## Stated goal A
Translate this sentence from the forum thread on shoe trees into Spanish: "Good to hear, I've got my shoes but I'm going to wait until the trees arrive before I wear them."

## Passage

###

# Who uses Shoe Trees?



## Franzpan (Mar 2, 2009)

Hi guys, I've just bought my first decent pair of Loakes and am wondering how best to look after them. Every shoe shop website recomends shoe trees to help them keep thier shape between uses but are they worth the money?

At circa £40 for a pair of trees they're not something i want to buy if they're not going to do a lot. But on the other hand its money well spent if they help preserve my shoes.

Any thoughts? or any other tips on how best to care for shoes? as I'd like these to last a very long time.


----------



## [email protected] (Nov 3, 2011)

Shoe trees? What do they look like? I'm intrigued more than anything. And how much were the shoes?!!!


----------



## empsburna (Apr 5, 2006)

Yup, choose a decent wood to absorb the moisture. keep them well ventilated (don't shove them in the back of the cupboard!


----------



## Franzpan (Mar 2, 2009)

Just ordered a pair of cedar trees, will see if they make much of a difference


----------



## S63 (Jan 5, 2007)

Franzpan said:


> Just ordered a pair of cedar trees, will see if they make much of a difference


You'll only notice the difference between shoes that have had trees in them regulary and those that haven't. I have two pairs of Church's one pair now 15 years old, I too use cedar wood trees, not only do they help keep the shoes in good shape they also help absorb the moisture that collects after a days use.

A worthy investment if you want your shoes to last a long time.:thumb:


----------



## empsburna (Apr 5, 2006)

Franzpan said:


> Just ordered a pair of cedar trees, will see if they make much of a difference


Forgot the link!

http://www.artofmanliness.com/2011/11/14/shoe-care-101/

Which loakes did you buy? I still have a pair from 15 years ago. Had a couple of new sets of heels but still going strong!


----------



## PaulN (Jan 17, 2008)

I have them in all my decent shoes... really worth it if your shoes are nice.

I get mine from Jones Boot Maker They arent expensive

http://www.jonesbootmaker.com/bags-...es-bootmaker-product-care-shoetree-6821400799

These are pretty good quality imo


----------



## Franzpan (Mar 2, 2009)

S63 said:


> You'll only notice the difference between shoes that have had trees in them regulary and those that haven't. I have two pairs of Church's one pair now 15 years old, I too use cedar wood trees, not only do they help keep the shoes in good shape they also help absorb the moisture that collects after a days use.
> 
> A worthy investment if you want your shoes to last a long time.:thumb:


Good to hear, I've got my shoes but I'm going to wait until the trees arrive before I wear them.

I couldn't tell you which of those shoes are 15 years old. They could pass off as just having been worn a handfull of times.

###

(Records from a pointing dataset)
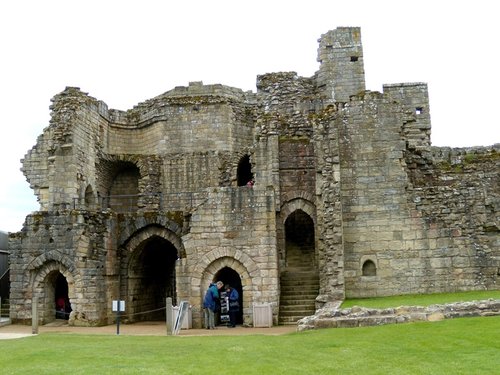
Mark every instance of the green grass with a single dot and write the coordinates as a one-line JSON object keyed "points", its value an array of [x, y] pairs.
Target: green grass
{"points": [[421, 299], [455, 346]]}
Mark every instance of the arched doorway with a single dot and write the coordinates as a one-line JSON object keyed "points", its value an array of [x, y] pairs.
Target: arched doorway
{"points": [[151, 279], [299, 237], [299, 281], [57, 296], [230, 277]]}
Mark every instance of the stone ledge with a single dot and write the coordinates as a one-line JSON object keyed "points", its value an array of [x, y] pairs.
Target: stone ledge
{"points": [[333, 317]]}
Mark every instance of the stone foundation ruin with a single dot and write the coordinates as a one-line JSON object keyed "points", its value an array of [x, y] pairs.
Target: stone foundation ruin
{"points": [[349, 199]]}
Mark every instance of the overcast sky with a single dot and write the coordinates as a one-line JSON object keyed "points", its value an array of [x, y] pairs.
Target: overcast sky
{"points": [[124, 52]]}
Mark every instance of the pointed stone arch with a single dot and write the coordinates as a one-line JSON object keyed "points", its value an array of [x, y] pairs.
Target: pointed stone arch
{"points": [[241, 263], [43, 287], [148, 271]]}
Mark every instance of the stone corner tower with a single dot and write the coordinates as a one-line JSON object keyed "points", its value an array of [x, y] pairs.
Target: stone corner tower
{"points": [[341, 73]]}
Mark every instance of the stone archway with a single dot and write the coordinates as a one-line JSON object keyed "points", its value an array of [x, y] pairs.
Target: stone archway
{"points": [[234, 263], [230, 277], [53, 281], [299, 277]]}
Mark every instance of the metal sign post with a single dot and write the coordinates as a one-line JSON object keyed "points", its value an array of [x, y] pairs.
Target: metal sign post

###

## Stated goal B
Print the rows of the pointing dataset without changes, beginning at the line that has "Mark every instance of the metal" and stopping after the last line of the rows.

## Expected answer A
Me alegra saberlo, ya tengo mis zapatos, pero voy a esperar a que lleguen las hormas antes de ponérmelos.

## Expected answer B
Mark every instance of the metal sign post with a single dot and write the coordinates as a one-line JSON object keyed "points", its value an array of [x, y] pairs.
Target: metal sign post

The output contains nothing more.